EXERCISE DIRECTIONS |
Would you print the records below word for word, without the pictures?

┄┄┄┄┄┄┄┄┄┄┄┄┄┄┄┄┄┄┄┄

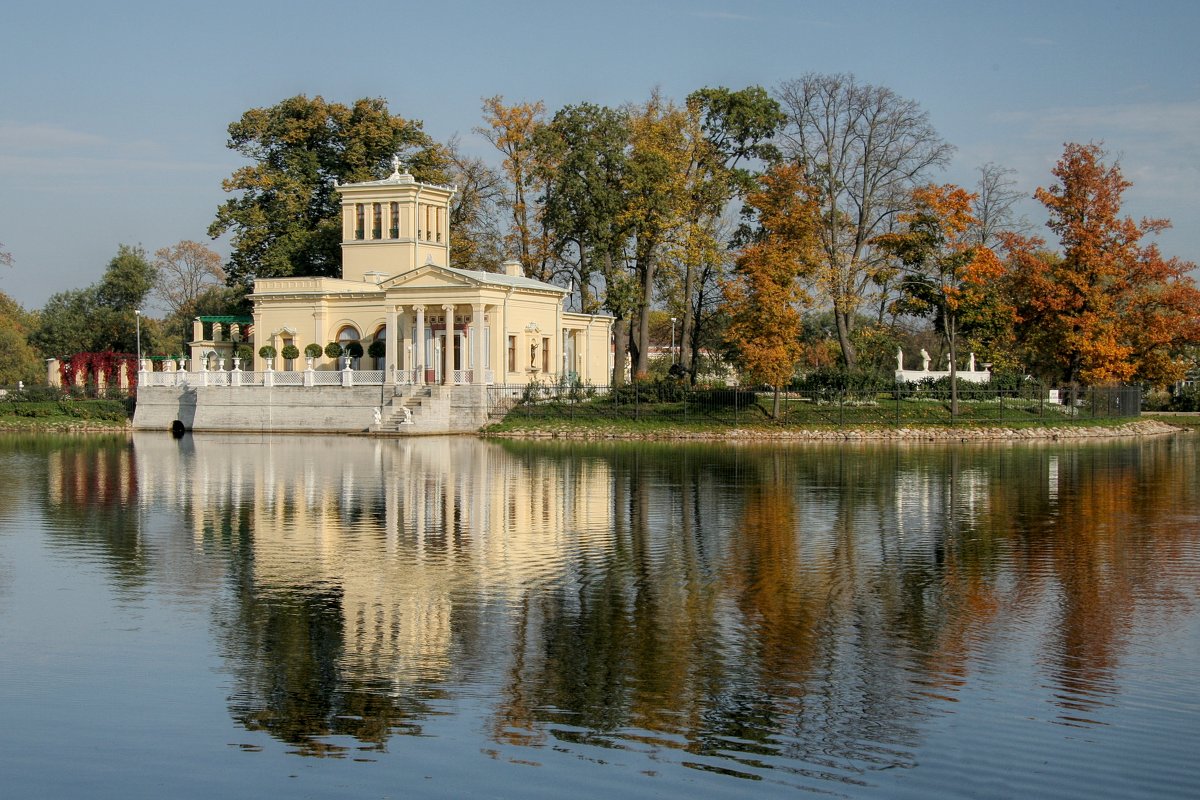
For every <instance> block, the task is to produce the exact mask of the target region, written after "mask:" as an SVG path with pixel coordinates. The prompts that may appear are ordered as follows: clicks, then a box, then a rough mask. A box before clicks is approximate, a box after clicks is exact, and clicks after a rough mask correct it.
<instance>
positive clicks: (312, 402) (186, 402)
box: [133, 386, 391, 433]
mask: <svg viewBox="0 0 1200 800" xmlns="http://www.w3.org/2000/svg"><path fill="white" fill-rule="evenodd" d="M390 399H391V392H390V391H388V393H386V395H385V397H384V402H388V401H390ZM377 408H379V386H353V387H344V386H312V387H307V389H304V390H298V389H295V387H294V386H286V387H276V386H271V387H266V386H142V387H140V389H139V390H138V404H137V410H136V411H134V414H133V428H134V429H136V431H169V429H170V427H172V423H173V422H175V421H176V420H178V421H180V422H182V423H184V427H185V428H187V429H188V431H239V432H256V433H270V432H280V433H360V432H364V431H366V429H367V428H368V427H370V426H371V423H372V422H374V411H376V409H377Z"/></svg>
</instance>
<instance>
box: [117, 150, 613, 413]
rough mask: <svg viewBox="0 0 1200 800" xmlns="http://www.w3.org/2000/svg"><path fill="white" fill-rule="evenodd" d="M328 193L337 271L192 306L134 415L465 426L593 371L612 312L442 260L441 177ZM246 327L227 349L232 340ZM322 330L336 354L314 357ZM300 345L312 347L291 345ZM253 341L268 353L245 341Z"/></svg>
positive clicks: (520, 279)
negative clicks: (171, 345) (600, 312)
mask: <svg viewBox="0 0 1200 800" xmlns="http://www.w3.org/2000/svg"><path fill="white" fill-rule="evenodd" d="M337 191H338V192H340V193H341V197H342V275H341V277H338V278H332V277H277V278H259V279H258V281H256V282H254V289H253V293H252V294H251V296H250V299H251V301H252V302H253V317H252V318H248V317H247V318H235V317H210V318H197V319H196V320H194V325H193V342H191V357H190V360H188V363H187V365H186V371H185V369H180V367H182V366H185V365H179V363H176V362H167V363H163V365H162V367H163V372H154V371H145V372H140V373H139V381H138V385H139V391H138V405H137V411H136V414H134V419H133V427H134V428H138V429H166V428H170V427H178V426H176V423H178V425H181V426H182V427H185V428H190V429H194V431H254V432H259V431H268V432H270V431H296V432H308V433H313V432H346V431H348V432H362V431H368V429H370V431H371V432H374V433H385V434H431V433H450V432H462V431H476V429H479V428H480V427H481V426H482V425H485V423H486V422H487V419H488V414H490V411H491V410H492V408H493V405H496V404H498V403H502V402H504V398H506V397H511V396H512V395H515V393H517V392H520V390H521V389H522V387H524V386H526V385H528V384H530V383H541V384H574V383H581V384H592V385H605V384H607V383H608V379H610V375H611V372H612V369H611V365H610V361H611V348H610V329H611V325H612V318H610V317H605V315H599V314H581V313H572V312H569V311H566V309H565V308H564V297H565V296H566V295H568V290H566V289H564V288H562V287H558V285H554V284H551V283H546V282H542V281H535V279H533V278H528V277H526V276H524V275H523V273H522V267H521V264H520V263H518V261H515V260H509V261H505V263H504V264H503V271H500V272H480V271H475V270H462V269H457V267H455V266H452V265H451V264H450V223H449V218H450V207H451V206H450V200H451V198H452V197H454V192H455V190H452V188H450V187H445V186H434V185H430V184H420V182H418V181H416V180H415V179H414V178H413V176H412V175H409V174H408V173H407V172H406V173H401V172H400V166H398V162H397V164H396V169H395V172H392V174H391V175H390V176H388V178H385V179H383V180H378V181H368V182H364V184H346V185H343V186H338V187H337ZM247 337H248V338H247ZM248 339H252V344H251V348H250V349H251V353H252V354H253V357H252V360H251V362H250V363H242V362H241V359H240V357H239V359H236V360H235V359H233V355H234V351H235V350H234V348H235V344H239V343H240V342H246V343H250V341H248ZM331 344H335V345H336V353H337V354H340V355H334V356H329V355H326V353H335V350H334V349H331V348H330V347H329V345H331ZM312 345H316V348H317V350H318V351H319V355H316V356H308V355H306V350H307V349H308V348H311V347H312ZM266 347H270V348H274V353H275V356H272V357H270V359H266V357H264V356H260V355H259V353H260V351H262V350H263V349H264V348H266ZM293 348H294V349H293ZM268 353H270V350H268ZM380 353H382V355H380ZM289 356H290V357H289ZM143 369H146V365H145V363H144V365H143ZM488 387H498V389H497V390H496V391H494V392H490V391H488Z"/></svg>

┄┄┄┄┄┄┄┄┄┄┄┄┄┄┄┄┄┄┄┄

YOUR RESPONSE |
For every <instance> block, the task is to produce the exact mask of the target region, written after "mask:" as an SVG path with pixel coordinates. The prompts that may appear are ordered as follows: clicks, then a box, then a rough mask. A box before clicks is approximate, a box after clicks is exact, and clicks after a rough mask correct it.
<instance>
positive clicks: (312, 402) (186, 402)
box: [133, 386, 391, 433]
mask: <svg viewBox="0 0 1200 800" xmlns="http://www.w3.org/2000/svg"><path fill="white" fill-rule="evenodd" d="M390 399H391V392H390V391H388V393H386V395H385V397H384V402H388V401H390ZM377 408H379V386H353V387H344V386H312V387H307V389H304V390H298V389H295V387H294V386H286V387H276V386H271V387H266V386H142V387H140V389H139V390H138V404H137V410H136V411H134V414H133V428H134V429H136V431H169V429H170V427H172V423H173V422H175V421H176V420H178V421H180V422H182V423H184V427H185V428H187V429H188V431H239V432H256V433H270V432H280V433H360V432H364V431H366V429H367V428H368V427H370V426H371V423H372V422H374V411H376V409H377Z"/></svg>
</instance>
<instance>
box: [117, 150, 613, 413]
rough mask: <svg viewBox="0 0 1200 800" xmlns="http://www.w3.org/2000/svg"><path fill="white" fill-rule="evenodd" d="M328 193L337 271L192 306L134 415L465 426L593 371L612 312L442 260L441 177ZM246 327L227 349L232 340ZM322 330L336 354L314 357ZM300 345L312 347L291 345ZM253 341L268 353L245 341Z"/></svg>
positive clicks: (520, 279)
negative clicks: (171, 345) (600, 312)
mask: <svg viewBox="0 0 1200 800" xmlns="http://www.w3.org/2000/svg"><path fill="white" fill-rule="evenodd" d="M337 191H338V192H340V193H341V197H342V275H341V277H338V278H332V277H277V278H259V279H258V281H256V282H254V289H253V293H252V294H251V296H250V299H251V301H252V302H253V317H252V318H248V317H247V318H235V317H210V318H197V319H196V320H194V325H193V342H191V357H190V360H188V363H187V365H186V371H185V369H180V367H182V366H185V365H179V363H176V362H167V363H163V365H162V367H163V372H154V371H145V372H140V373H139V381H138V385H139V391H138V405H137V411H136V414H134V419H133V427H134V428H138V429H166V428H170V427H178V426H176V423H178V425H181V426H182V427H185V428H190V429H194V431H254V432H259V431H268V432H270V431H296V432H308V433H313V432H346V431H348V432H362V431H368V429H370V431H371V432H374V433H385V434H431V433H450V432H462V431H476V429H479V428H480V427H481V426H482V425H485V423H486V422H487V419H488V414H490V411H491V410H492V408H493V405H496V404H498V403H502V402H504V398H506V397H511V396H512V395H515V393H517V392H520V390H521V389H522V387H524V386H526V385H528V384H530V383H541V384H574V383H581V384H592V385H605V384H607V383H608V379H610V375H611V372H612V369H611V365H610V361H611V348H610V329H611V325H612V318H610V317H605V315H599V314H581V313H572V312H569V311H566V309H565V308H564V297H565V296H566V295H568V290H566V289H564V288H562V287H558V285H554V284H551V283H546V282H542V281H535V279H533V278H528V277H526V276H524V275H523V273H522V267H521V264H520V263H518V261H515V260H509V261H505V263H504V264H503V271H500V272H480V271H475V270H462V269H457V267H455V266H452V265H451V264H450V223H449V218H450V207H451V206H450V200H451V198H452V197H454V192H455V190H452V188H450V187H445V186H434V185H430V184H420V182H418V181H416V180H415V179H414V178H413V176H412V175H409V174H408V173H407V172H406V173H401V172H400V166H398V162H397V164H396V169H395V172H392V174H391V175H390V176H388V178H385V179H383V180H378V181H368V182H364V184H346V185H343V186H338V187H337ZM247 337H248V338H247ZM248 339H252V344H251V348H250V349H251V353H252V354H253V357H252V360H251V362H250V363H242V362H241V359H240V357H239V359H236V360H235V359H233V355H234V351H235V350H234V348H235V344H239V343H240V342H246V343H250V341H248ZM331 344H335V345H336V353H337V354H340V355H334V356H329V355H326V353H335V350H334V349H331V348H330V347H329V345H331ZM312 345H316V348H317V350H318V351H319V355H316V356H308V355H306V350H307V349H308V348H311V347H312ZM266 347H270V348H274V353H275V356H272V357H270V359H266V357H264V356H260V355H259V353H260V351H262V350H263V349H264V348H266ZM293 348H294V349H293ZM268 353H270V350H268ZM380 353H382V355H380ZM289 356H290V357H289ZM143 369H146V365H145V363H144V365H143ZM488 387H498V389H497V390H496V391H494V392H490V391H488Z"/></svg>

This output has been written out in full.